(Stored dataset lines)
————————

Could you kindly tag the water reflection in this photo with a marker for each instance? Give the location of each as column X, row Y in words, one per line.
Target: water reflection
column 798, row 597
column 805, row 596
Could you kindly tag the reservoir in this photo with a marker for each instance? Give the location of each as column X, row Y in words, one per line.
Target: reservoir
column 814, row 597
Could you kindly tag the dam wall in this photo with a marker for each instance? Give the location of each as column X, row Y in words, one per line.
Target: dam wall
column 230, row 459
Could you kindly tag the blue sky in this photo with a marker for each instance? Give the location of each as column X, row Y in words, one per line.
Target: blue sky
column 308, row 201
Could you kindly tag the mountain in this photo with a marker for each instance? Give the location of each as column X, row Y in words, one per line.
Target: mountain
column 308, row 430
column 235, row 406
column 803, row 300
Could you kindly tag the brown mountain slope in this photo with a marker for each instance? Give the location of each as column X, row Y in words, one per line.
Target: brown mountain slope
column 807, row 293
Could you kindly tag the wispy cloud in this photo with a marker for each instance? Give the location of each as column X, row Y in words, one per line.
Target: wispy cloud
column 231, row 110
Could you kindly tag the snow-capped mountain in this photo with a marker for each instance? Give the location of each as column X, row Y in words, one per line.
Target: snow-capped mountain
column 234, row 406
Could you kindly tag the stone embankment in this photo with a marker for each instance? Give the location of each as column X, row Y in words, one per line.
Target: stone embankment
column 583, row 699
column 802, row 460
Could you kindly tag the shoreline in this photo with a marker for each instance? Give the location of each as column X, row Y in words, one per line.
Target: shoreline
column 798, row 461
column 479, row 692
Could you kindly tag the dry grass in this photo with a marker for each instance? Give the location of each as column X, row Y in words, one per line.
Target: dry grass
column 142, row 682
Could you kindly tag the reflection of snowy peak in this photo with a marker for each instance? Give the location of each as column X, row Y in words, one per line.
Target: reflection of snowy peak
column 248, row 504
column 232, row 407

————————

### Goal
Reproduce every line above word for word, keeping the original order.

### Reply
Could you kindly tag the water reflection in this photo with a marker for each instance? Give the location of each as column X, row Y in words, one per line.
Target: water reflection
column 798, row 597
column 805, row 596
Could you kindly tag the reservoir in this photo with a marker for each instance? Give the location of each as column X, row Y in words, one per line.
Target: reservoir
column 814, row 597
Could you kindly tag the dam wall in this photo with a marker for each instance? Give the location of each as column X, row Y in words, one per line.
Target: dam wall
column 230, row 459
Could you kindly tag the blue sky in this photo with a marker for each instance? Give the location of each as column X, row Y in words, one per line.
Target: blue sky
column 308, row 201
Could you kindly tag the mountain in this photo with a marker for each instance? Give the location of each as column X, row Y in words, one per line.
Target: mountain
column 308, row 430
column 235, row 406
column 803, row 300
Could you kindly tag the brown mountain slope in this photo with a marker for each instance? Give the location of each as column X, row Y in words, one per line.
Target: brown mountain slope
column 807, row 293
Could you kindly tag the wispy cloud in this photo with a marker for each instance? Give the location of each as column X, row Y in words, one per line.
Target: wispy cloud
column 231, row 110
Could you kindly tag the snow-capped mountain in this photo with a marker for each instance? Give the location of each as column X, row Y in words, one per line.
Target: snow-capped mountain
column 234, row 406
Could you kindly tag the stone embankment in this photo with a marker for each instance? Give the location of each as column X, row Y in words, one per line.
Target: stone embankment
column 583, row 699
column 802, row 460
Could you kindly tag the shoreline in this photo with a marker for each instance? Give the location of each as column X, row Y in words, one per line.
Target: shoreline
column 798, row 461
column 479, row 692
Could you kindly tag the dry grass in this photo with a marker for each instance? Give the location of each as column X, row Y in words, one per line.
Target: dry grass
column 142, row 682
Could you kindly tag the reflection of snowy peak in this photo with a marker for each instance? Give the location of each as column X, row Y in words, one per line.
Target: reflection of snowy peak
column 248, row 504
column 232, row 407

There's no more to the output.